Your answer must be the full set of entries, repeated exactly.

__RECORDS SUPPLIED__.
- Opening Delimiter -

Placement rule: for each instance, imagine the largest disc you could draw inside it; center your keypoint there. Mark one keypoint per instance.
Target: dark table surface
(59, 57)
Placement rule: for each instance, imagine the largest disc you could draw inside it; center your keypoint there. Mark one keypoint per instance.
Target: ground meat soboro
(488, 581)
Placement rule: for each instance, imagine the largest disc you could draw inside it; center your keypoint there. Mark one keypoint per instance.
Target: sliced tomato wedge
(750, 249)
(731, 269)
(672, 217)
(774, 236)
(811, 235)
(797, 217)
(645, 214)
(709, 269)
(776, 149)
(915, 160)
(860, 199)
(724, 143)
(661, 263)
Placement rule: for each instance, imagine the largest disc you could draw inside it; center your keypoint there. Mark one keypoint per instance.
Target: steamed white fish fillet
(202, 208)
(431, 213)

- Closing Delimiter -

__REPLY__.
Placement rule: for each instance, imagine the largest disc you could draw inside it; center your keypoint there. Mark one keypoint per instance.
Target: dark table surface
(59, 57)
Placement rule: for each instance, imagine the largest disc you could draw inside it; center your keypoint there. Mark one keypoint per instance.
Target: ground meat soboro
(488, 581)
Placement rule: for each instance, imagine the largest disc you could draw inside it; center your keypoint there. Mark one keypoint per instance.
Target: sliced tomato wedge
(750, 249)
(731, 269)
(672, 217)
(774, 236)
(811, 235)
(797, 217)
(645, 214)
(709, 269)
(776, 149)
(915, 160)
(860, 199)
(724, 143)
(661, 263)
Placement rule: for each instance, imagine the largest disc you could draw inside it; center your keypoint there. Mark one keypoint per instance.
Target: steamed white fish fillet
(202, 208)
(431, 213)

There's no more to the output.